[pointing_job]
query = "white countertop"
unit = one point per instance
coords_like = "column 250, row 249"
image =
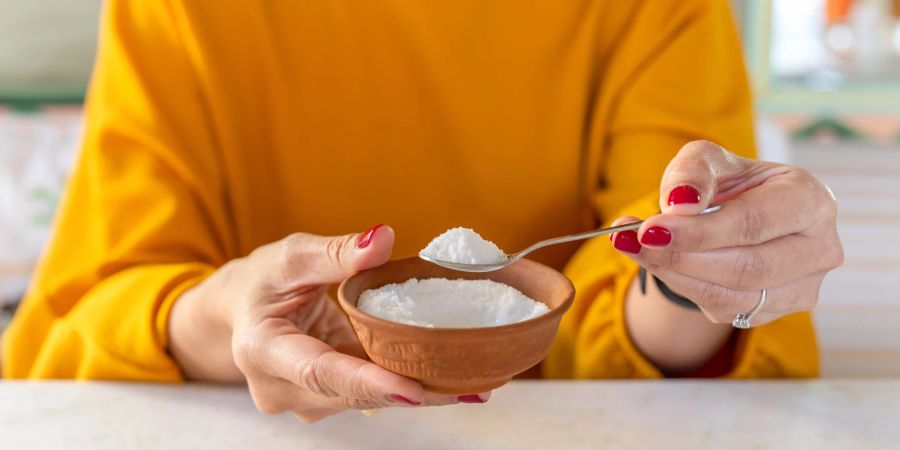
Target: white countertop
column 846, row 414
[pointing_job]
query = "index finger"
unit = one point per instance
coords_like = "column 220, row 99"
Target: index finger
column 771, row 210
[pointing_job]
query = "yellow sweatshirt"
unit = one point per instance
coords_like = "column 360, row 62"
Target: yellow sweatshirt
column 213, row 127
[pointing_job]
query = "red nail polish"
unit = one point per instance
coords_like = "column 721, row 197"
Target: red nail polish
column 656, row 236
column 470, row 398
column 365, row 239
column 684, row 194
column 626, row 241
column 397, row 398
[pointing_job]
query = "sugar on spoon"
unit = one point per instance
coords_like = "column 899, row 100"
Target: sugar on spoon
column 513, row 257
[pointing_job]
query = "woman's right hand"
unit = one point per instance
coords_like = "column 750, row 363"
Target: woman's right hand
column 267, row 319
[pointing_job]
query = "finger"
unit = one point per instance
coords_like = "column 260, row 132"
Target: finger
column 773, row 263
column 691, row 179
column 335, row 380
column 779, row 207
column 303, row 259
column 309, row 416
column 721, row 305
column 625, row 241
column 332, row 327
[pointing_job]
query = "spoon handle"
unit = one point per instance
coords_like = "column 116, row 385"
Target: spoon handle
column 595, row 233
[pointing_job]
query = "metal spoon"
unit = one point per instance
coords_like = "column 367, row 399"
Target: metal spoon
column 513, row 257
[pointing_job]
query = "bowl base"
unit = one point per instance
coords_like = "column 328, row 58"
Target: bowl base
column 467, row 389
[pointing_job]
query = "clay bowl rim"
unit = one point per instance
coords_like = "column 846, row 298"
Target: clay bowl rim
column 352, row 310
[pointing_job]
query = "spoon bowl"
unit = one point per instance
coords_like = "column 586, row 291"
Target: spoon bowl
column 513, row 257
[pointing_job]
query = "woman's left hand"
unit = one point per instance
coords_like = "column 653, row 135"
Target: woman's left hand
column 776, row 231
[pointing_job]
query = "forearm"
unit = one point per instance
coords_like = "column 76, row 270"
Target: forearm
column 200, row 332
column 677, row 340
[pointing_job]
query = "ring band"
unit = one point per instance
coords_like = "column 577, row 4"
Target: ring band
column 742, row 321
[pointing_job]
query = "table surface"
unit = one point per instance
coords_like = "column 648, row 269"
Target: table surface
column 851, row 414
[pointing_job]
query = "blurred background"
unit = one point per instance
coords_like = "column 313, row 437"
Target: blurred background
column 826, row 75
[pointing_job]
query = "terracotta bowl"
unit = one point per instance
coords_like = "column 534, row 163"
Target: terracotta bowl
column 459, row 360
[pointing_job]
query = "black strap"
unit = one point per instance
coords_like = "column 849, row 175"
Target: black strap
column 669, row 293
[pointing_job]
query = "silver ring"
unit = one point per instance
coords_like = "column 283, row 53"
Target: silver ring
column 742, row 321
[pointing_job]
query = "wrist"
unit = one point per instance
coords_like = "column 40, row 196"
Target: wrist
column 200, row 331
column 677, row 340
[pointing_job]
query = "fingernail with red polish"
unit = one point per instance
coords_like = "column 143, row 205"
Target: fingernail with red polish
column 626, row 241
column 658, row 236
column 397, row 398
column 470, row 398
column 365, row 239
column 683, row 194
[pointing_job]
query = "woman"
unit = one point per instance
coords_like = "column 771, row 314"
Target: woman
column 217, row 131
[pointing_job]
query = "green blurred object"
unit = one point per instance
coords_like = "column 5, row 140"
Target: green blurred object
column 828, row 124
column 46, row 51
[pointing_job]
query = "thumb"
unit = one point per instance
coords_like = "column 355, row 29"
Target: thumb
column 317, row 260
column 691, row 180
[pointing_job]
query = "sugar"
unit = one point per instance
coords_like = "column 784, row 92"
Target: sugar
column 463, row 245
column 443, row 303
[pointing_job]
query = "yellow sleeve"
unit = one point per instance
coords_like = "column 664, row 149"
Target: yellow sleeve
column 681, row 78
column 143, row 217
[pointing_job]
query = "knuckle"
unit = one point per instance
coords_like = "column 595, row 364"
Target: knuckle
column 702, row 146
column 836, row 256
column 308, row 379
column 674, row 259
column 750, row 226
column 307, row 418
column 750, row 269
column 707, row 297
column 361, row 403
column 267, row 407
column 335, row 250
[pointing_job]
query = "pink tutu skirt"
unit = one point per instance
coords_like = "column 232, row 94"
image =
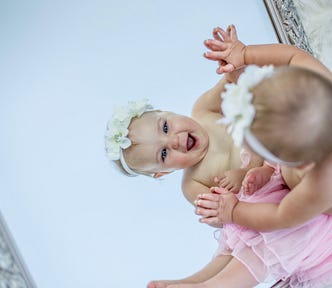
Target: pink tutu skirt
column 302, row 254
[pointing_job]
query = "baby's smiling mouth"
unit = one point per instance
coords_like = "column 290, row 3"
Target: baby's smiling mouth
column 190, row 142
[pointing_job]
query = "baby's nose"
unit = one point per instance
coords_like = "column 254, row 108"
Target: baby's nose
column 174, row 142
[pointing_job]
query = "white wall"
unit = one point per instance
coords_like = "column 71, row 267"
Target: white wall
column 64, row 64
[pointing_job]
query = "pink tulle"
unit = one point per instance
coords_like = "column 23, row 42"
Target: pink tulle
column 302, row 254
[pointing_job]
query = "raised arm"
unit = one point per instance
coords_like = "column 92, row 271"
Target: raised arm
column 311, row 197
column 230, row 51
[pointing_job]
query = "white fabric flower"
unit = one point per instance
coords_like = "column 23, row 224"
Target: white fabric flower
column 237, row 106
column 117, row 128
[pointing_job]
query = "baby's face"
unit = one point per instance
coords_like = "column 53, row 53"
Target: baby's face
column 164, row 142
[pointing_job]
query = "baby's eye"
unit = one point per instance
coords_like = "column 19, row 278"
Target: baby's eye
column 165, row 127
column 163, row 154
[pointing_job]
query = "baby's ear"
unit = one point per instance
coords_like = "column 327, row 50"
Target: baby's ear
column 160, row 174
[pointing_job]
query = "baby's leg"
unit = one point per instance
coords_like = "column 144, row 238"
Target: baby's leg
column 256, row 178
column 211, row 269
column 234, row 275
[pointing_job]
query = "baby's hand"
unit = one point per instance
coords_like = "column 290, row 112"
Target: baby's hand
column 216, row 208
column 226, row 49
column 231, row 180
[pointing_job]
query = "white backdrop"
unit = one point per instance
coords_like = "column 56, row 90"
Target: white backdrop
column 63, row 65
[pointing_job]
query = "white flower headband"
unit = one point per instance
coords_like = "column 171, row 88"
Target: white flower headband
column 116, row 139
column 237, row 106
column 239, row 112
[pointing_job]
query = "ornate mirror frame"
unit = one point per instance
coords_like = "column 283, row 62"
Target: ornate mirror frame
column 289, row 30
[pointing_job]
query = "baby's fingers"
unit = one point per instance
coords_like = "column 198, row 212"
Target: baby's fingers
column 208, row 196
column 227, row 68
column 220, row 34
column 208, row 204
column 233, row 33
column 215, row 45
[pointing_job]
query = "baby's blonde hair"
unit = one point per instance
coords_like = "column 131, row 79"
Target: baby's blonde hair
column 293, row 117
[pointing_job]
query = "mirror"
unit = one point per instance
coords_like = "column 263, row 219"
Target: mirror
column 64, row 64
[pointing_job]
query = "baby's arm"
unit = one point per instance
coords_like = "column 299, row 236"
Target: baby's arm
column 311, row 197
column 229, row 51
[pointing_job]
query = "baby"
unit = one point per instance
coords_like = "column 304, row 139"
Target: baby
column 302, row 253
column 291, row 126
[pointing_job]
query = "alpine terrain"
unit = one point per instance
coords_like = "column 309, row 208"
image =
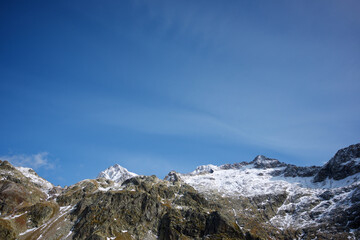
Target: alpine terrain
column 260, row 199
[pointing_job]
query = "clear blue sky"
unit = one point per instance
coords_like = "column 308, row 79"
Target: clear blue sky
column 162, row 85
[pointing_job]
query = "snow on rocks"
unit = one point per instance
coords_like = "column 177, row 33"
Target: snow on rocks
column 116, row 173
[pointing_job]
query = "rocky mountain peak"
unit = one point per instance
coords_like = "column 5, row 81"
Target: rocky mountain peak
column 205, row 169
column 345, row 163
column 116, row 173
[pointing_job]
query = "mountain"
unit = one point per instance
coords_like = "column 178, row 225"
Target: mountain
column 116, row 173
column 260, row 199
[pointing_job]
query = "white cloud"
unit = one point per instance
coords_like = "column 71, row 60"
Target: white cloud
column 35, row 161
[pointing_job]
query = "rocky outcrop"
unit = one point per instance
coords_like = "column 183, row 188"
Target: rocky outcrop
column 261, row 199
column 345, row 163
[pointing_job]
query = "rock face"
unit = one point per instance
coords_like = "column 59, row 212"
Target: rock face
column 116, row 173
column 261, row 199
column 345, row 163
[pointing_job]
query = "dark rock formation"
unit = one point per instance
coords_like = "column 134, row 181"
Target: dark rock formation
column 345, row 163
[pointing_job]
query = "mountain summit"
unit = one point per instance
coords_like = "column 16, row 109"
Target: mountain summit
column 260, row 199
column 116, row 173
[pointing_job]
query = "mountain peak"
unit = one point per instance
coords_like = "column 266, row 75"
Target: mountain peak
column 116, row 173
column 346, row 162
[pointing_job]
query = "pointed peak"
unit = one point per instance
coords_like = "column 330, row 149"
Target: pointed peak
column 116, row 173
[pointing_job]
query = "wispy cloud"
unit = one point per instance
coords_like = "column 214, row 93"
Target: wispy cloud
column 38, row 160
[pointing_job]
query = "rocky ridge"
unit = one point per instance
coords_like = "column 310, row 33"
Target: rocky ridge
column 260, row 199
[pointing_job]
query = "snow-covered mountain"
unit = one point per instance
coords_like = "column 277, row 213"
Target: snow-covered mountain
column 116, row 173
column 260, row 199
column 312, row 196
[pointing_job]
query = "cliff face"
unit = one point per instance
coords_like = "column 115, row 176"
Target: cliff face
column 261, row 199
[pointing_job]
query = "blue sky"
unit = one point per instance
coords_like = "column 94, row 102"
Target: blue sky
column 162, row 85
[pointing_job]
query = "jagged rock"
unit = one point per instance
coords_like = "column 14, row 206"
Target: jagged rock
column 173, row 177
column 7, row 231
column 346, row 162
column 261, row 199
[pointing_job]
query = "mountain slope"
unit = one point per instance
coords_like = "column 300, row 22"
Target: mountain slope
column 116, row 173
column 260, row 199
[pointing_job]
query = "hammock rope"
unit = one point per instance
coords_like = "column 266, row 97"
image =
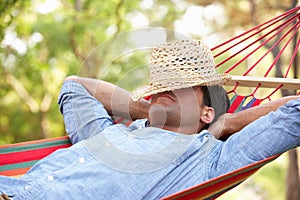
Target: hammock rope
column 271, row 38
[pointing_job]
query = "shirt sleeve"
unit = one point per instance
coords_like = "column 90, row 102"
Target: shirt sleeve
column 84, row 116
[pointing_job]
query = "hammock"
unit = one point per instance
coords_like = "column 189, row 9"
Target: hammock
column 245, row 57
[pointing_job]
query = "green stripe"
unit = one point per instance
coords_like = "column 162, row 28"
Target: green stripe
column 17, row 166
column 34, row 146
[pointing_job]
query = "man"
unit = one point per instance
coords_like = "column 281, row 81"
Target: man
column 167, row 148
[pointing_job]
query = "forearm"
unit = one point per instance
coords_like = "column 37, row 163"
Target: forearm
▬▬▬
### DIRECTIONS
How many lines in the rows above contain the word "countertop"? Give only the number.

### FULL RESPONSE
2